[Referring expression data]

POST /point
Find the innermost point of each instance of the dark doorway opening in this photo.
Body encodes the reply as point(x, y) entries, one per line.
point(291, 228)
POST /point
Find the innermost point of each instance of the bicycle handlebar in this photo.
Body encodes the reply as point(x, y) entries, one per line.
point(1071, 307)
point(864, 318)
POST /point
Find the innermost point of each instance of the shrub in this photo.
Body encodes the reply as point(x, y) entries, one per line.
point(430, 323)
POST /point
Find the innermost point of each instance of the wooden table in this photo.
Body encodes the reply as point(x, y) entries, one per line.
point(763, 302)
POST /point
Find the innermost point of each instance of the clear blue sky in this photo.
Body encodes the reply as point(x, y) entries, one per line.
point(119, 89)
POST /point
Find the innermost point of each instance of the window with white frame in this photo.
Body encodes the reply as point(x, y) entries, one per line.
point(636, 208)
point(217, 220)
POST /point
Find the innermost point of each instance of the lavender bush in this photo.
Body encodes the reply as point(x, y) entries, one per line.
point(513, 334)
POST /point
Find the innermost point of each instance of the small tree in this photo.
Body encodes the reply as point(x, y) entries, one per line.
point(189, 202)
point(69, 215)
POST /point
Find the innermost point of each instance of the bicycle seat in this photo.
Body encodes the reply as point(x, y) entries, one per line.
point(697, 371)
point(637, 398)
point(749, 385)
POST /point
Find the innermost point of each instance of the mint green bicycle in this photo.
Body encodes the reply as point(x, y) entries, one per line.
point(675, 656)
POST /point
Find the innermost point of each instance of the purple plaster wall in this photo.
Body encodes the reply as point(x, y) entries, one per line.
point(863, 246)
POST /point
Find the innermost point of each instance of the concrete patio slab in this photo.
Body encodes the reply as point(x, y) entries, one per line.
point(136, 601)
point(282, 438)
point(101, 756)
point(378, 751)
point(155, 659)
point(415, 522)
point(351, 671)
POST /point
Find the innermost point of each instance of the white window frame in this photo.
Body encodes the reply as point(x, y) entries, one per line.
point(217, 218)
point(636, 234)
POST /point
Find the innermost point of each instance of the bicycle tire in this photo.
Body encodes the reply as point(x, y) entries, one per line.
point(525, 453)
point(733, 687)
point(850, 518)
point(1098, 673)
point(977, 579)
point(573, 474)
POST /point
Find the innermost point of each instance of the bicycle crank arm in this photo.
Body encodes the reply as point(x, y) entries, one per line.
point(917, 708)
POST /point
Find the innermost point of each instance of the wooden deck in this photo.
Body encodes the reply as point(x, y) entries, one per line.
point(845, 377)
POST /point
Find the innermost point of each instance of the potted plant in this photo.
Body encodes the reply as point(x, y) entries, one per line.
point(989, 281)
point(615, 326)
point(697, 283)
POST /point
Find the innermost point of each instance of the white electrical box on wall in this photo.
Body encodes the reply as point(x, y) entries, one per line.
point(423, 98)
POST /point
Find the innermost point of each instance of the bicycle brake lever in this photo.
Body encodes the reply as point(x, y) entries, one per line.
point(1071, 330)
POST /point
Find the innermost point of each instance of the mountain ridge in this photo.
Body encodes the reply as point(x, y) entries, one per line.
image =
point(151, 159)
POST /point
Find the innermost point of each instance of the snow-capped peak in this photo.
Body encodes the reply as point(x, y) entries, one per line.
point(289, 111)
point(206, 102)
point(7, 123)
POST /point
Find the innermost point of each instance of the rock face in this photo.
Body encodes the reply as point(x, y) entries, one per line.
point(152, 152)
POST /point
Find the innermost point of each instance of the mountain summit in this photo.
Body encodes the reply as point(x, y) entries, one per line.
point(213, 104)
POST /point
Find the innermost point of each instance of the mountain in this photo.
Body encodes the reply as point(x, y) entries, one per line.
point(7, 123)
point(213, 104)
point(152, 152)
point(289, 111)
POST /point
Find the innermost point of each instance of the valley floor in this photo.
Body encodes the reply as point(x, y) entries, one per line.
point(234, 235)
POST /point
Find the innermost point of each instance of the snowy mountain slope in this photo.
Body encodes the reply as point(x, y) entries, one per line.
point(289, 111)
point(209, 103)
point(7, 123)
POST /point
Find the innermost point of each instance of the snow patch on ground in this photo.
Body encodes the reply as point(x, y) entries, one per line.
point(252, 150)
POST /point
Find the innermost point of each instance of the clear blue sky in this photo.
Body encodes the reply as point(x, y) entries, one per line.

Aim of the task
Copy each entry exactly, with nothing added or dropped.

Task solution
POST /point
Find the innermost point of each instance of the dark doorway opening in this photo.
Body encodes the reply as point(x, y) entries, one per line.
point(291, 228)
POST /point
Find the innermost point of each instance of the bicycle handlebar in this photo.
Body encodes the reply as point(x, y) entries, one per line.
point(1071, 307)
point(864, 318)
POST /point
Find the innermost point of each instance of the shrub in this photo.
Body encodes the reply as point(x, y) entries, one per line.
point(430, 323)
POST /point
Find the innermost point of each instance of the wooden table in this photo.
Body encodes the reply as point(x, y) entries, one per line.
point(763, 302)
POST /point
Find the innermost point of each instance of the clear blue sky in this photo.
Body encodes the reply as point(x, y) entries, one per line.
point(119, 89)
POST /point
Find the innermost point of each instance of the window with white frame in this photo.
Body encodes the reply as point(x, y) entries, one per line.
point(636, 208)
point(217, 220)
POST /point
Find the innermost point of each instance of the lavender bush in this photo.
Body encodes the reply as point(x, y) entries, one per line.
point(513, 334)
POST /point
Find the innermost point of each instance of the small tree in this photo.
Body encodes the reply as point(x, y) entries, one per line.
point(189, 202)
point(69, 215)
POST /point
Find the innermost point of each instance of the bicycle seat in this photo.
Body encodes the reply as point(x, y) entries, one per line.
point(697, 371)
point(637, 398)
point(749, 385)
POST /point
Find the innermost point of each instance of the mint green bicycle in this photo.
Body encodes the reply as point(x, y) entries, one per line.
point(675, 656)
POST /point
Find the innermost point of each instance of the purple plaster wall in this photo.
Body encodes the reply as point(x, y) entries, one per line.
point(863, 246)
POST /point
Find the innermost point of each instance of the concrete patio slab in this photo.
Body encodes the reply as point(x, y) entries, one per line.
point(136, 601)
point(282, 438)
point(101, 756)
point(378, 751)
point(155, 659)
point(415, 522)
point(351, 671)
POST /point
Find the innermost point of each instance of the white window frame in this photo.
Body encodes the reply as point(x, y) entries, one per line.
point(217, 218)
point(636, 234)
POST /point
Find the innermost point of each instance of the bicycle tire in this photo.
Body encodes the reply as point(x, y) entries, one per line.
point(525, 453)
point(733, 687)
point(850, 518)
point(1098, 673)
point(977, 579)
point(573, 474)
POST /point
Find the innermost point of each instance of the bicycle crank arm in this photo.
Body encodes the reply as point(x, y) entries, one per line.
point(917, 708)
POST /point
Find the innermost point of each instance of the wooden deck in this photo.
Body encodes the reply as point(x, y) entries, one per line.
point(845, 377)
POST /point
Find the innermost point of each instance of the potted plant in this photo.
Body encodes the reply as point(x, y) entries, one per line.
point(989, 281)
point(615, 326)
point(697, 283)
POST /point
Find the innermost point of each instance of the white electrical box on wall in this photo.
Body encodes the reply as point(x, y) entries, one per line.
point(423, 98)
POST /point
Find the innermost point of each instance of the bicycle brake lever in this photo.
Body encodes the reply as point(x, y) entries, one per line.
point(1071, 330)
POST /point
Find the innermost point of each instance of the mountain ridge in this photo.
Body encodes the reply as point(x, y) entries, one per line.
image =
point(151, 159)
POST /point
Find the innermost point of each instance of the snow-capped peak in this photo.
Body encodes the reply as point(x, y) entries, one per line.
point(289, 111)
point(206, 102)
point(7, 123)
POST /point
Find the innermost point of each instance of the rock face in this photo.
Body encodes the reply as point(x, y) entries, one per line.
point(152, 152)
POST /point
Find the innermost point of each instance of the mountain summit in this photo.
Body encodes the reply as point(x, y) entries, one per line.
point(213, 104)
POST /point
Find the innermost point of each instance of the mountain in this photo.
Body encodes the reply as point(x, y) entries, one per line.
point(7, 123)
point(213, 104)
point(152, 152)
point(289, 111)
POST /point
Find the innermost point of each instance of the valley floor in this photo.
Body encodes the reply as point(x, y) entries, one per line.
point(234, 235)
POST /point
Find the innermost point of each instance of the snowy mountain slope in this photo.
Body encodes the reply as point(x, y) entries, one per line.
point(289, 111)
point(209, 103)
point(7, 123)
POST /point
Find the innermost point of each instance of the snow patch on ground in this photo.
Body encodes the reply as point(x, y) entries, one per line.
point(252, 150)
POST /point
Find the innermost point of each instance of the clear blue sky in this photo.
Body encodes the reply as point(x, y) entries, one per line.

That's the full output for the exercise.